● PAGE TEXT:

-------

The legal battle over the complaints started in the 1990s when Jamie Kalven, a quixotic journalist, writer and social worker, started spending time in Stateway Gardens.

Kalven had an unofficial office in a ground floor apartment in the building. Now, Kalven looks at the new buildings and a park with a curving walking path and long prairie grasses.

“This is not the community I worked in,” he says. “I wish it well but it’s something else.”

Kalven has long been known as a crusader in this neighborhood. It was here that he first witnessed policing that was far different than he was used to as a white middle-class guy.

“It would be just the most casual abuse of, you know, a policeman having pulled his car right onto the sidewalk, again a kind of act of contempt, with a PA system making an announcement to all you hoodrats in the buildings,” Kalven says.

First-hand accounts of beatings

Kalven says he’d see police beat people. He’d hear stories from young men still bleeding. And it was all so commonplace he figured there had to be a way to gather proof that this was happening. Craig Futterman proved crucial for that task.

Futterman is a law professor at the University of Chicago. His students started spending time in Jamie Kalven’s office in Stateway Gardens, documenting police abuse. Eventually Futterman filed several lawsuits against police, including a lawsuit on behalf of Diane Bond, a 49-year-old public school janitor.

-------

● Dataset records:
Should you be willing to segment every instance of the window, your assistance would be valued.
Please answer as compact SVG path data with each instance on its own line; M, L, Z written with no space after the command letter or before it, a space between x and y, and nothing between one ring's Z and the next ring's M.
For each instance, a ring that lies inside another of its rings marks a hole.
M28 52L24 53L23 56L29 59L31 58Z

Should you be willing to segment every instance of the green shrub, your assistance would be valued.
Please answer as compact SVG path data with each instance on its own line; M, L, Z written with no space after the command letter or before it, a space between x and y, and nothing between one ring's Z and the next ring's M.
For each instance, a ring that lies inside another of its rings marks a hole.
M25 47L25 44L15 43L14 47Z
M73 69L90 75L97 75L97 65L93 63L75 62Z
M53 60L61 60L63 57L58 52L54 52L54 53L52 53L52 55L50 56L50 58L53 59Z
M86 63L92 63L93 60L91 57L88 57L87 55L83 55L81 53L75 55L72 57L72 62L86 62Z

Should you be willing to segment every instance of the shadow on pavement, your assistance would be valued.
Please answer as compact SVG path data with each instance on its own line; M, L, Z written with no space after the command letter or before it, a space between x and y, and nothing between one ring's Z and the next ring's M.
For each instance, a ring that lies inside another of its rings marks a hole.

-------

● THINGS TO DO:
(a) Please say whether each statement agrees with the Stateway Gardens text, answering yes or no and quoting the words of the text that decide it: (i) Futterman teaches law at the University of Chicago. (ii) Diane Bond was a 39-year-old teacher. (iii) Kalven's unofficial office was in a ground floor apartment.
(b) Find every line of the entries that contains the word "valued", and copy each such line. Case counts.

● SOLUTIONS PER TASK:
(a)
(i) Yes: "Futterman is a law professor at the University of Chicago."
(ii) No: "a 49-year-old public school janitor."
(iii) Yes: "Kalven had an unofficial office in a ground floor apartment in the building."

(b)
Should you be willing to segment every instance of the window, your assistance would be valued.
Should you be willing to segment every instance of the green shrub, your assistance would be valued.
Should you be willing to segment every instance of the shadow on pavement, your assistance would be valued.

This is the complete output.